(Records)
'''

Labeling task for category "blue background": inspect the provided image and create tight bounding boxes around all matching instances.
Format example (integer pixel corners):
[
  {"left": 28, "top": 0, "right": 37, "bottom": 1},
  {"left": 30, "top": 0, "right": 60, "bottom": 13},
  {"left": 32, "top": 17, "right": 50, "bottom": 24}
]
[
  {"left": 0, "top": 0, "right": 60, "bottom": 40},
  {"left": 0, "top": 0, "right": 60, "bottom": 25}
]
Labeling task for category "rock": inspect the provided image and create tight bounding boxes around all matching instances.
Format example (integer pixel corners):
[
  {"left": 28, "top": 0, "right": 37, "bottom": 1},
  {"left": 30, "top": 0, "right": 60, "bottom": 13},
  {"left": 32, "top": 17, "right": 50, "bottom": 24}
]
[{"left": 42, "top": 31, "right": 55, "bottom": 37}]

'''

[DIRECTIVE]:
Please copy every one of the records above word for word.

[FINAL ANSWER]:
Labeling task for category "blue background": inspect the provided image and create tight bounding boxes around all matching instances.
Format example (integer pixel corners):
[
  {"left": 28, "top": 0, "right": 37, "bottom": 1},
  {"left": 30, "top": 0, "right": 60, "bottom": 13},
  {"left": 32, "top": 17, "right": 50, "bottom": 24}
]
[
  {"left": 0, "top": 0, "right": 60, "bottom": 40},
  {"left": 0, "top": 0, "right": 60, "bottom": 25}
]
Labeling task for category "rock": inspect the provided image and create tight bounding boxes around all matching instances.
Format example (integer pixel corners):
[
  {"left": 28, "top": 0, "right": 37, "bottom": 1},
  {"left": 30, "top": 0, "right": 60, "bottom": 13},
  {"left": 32, "top": 17, "right": 50, "bottom": 24}
]
[{"left": 42, "top": 31, "right": 55, "bottom": 37}]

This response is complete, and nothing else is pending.